Using the information:
(A) In the memoir excerpt, where did the narrator and Pickett go a few weeks after the narrator returned from Europe?
(B) Output the stretch of the memoir excerpt from "He seemed to" through "a warm friendship.", copied word for word.

Selected text:
◆ ◆ ◆ ◆ ◆

He seemed to accept that defense, and in the ensuing years, Ian would sing my praises with great affection. That night, however, he made me work to win his respect. Since he was a true hero of mine and a stellar role model, I’m grateful for what has evolved into a warm friendship.

Only a few weeks after I returned from Europe, Pickett and I went to a gay resort in Palm Springs for a bit of rest and play time. The latter took place under the light of the silvery moon in a wooded area behind the motel that attracted a hungry pack of men.

“Aren’t you that actor?” my humpy trick asked as we trudged toward the motel’s bright lights. “Michael? Michael Kearns?”

There have been several instances when I said, “Oh no, not me, but people say that I look like that guy.”

Instead, I told the truth since he didn’t seem overly impressed. And he was very cute, with his black mustache and somewhat impish demeanor.

“What’s your name?” I asked.

“Philip,” he said as we hit the sheets.

After a very hot romp, we exchanged numbers. When I saw his business card from the Norton Simon Museum, I realized that we had met (and fucked) at the baths years prior.

◆ ◆ ◆ ◆ ◆

The data:
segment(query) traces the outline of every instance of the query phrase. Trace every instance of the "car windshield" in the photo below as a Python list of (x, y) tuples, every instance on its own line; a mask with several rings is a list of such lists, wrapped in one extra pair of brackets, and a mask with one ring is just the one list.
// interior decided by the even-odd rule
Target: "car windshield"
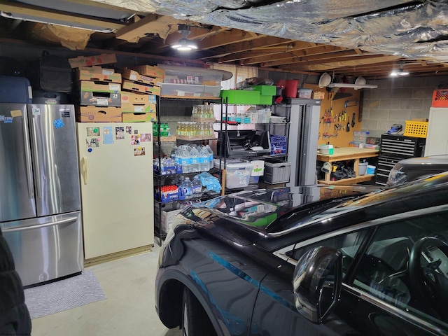
[(390, 202), (404, 194), (424, 192), (448, 182), (448, 173), (442, 173), (424, 180), (410, 182), (397, 188), (372, 192), (358, 197), (344, 197), (324, 204), (314, 204), (309, 208), (300, 208), (285, 214), (267, 227), (270, 233), (279, 232), (304, 225), (330, 219), (345, 212), (354, 211), (378, 203)]

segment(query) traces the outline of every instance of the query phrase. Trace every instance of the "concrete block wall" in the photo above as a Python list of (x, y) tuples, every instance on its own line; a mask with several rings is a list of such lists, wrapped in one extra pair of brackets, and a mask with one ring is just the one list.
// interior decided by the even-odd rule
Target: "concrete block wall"
[(393, 124), (405, 127), (405, 120), (428, 118), (433, 92), (438, 84), (448, 83), (448, 76), (402, 77), (368, 80), (376, 89), (363, 89), (362, 130), (381, 136)]

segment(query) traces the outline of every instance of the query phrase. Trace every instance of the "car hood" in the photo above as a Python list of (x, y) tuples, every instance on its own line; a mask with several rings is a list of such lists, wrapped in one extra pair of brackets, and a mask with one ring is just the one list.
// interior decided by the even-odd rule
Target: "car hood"
[(424, 156), (423, 158), (412, 158), (402, 160), (398, 162), (402, 166), (417, 164), (417, 165), (437, 165), (448, 167), (448, 155)]
[(195, 204), (181, 216), (209, 232), (248, 245), (262, 238), (268, 226), (288, 213), (307, 214), (308, 209), (336, 205), (379, 190), (369, 186), (317, 185), (243, 191)]

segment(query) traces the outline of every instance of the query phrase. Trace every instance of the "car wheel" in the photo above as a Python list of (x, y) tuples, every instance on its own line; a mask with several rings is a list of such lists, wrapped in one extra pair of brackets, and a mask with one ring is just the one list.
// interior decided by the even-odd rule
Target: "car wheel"
[(186, 287), (182, 300), (182, 335), (183, 336), (216, 336), (211, 322), (192, 293)]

◆ ◆ ◆ ◆ ◆

Task-by-task outputs:
(A) A gay resort in Palm Springs.

(B)
He seemed to accept that defense, and in the ensuing years, Ian would sing my praises with great affection. That night, however, he made me work to win his respect. Since he was a true hero of mine and a stellar role model, I’m grateful for what has evolved into a warm friendship.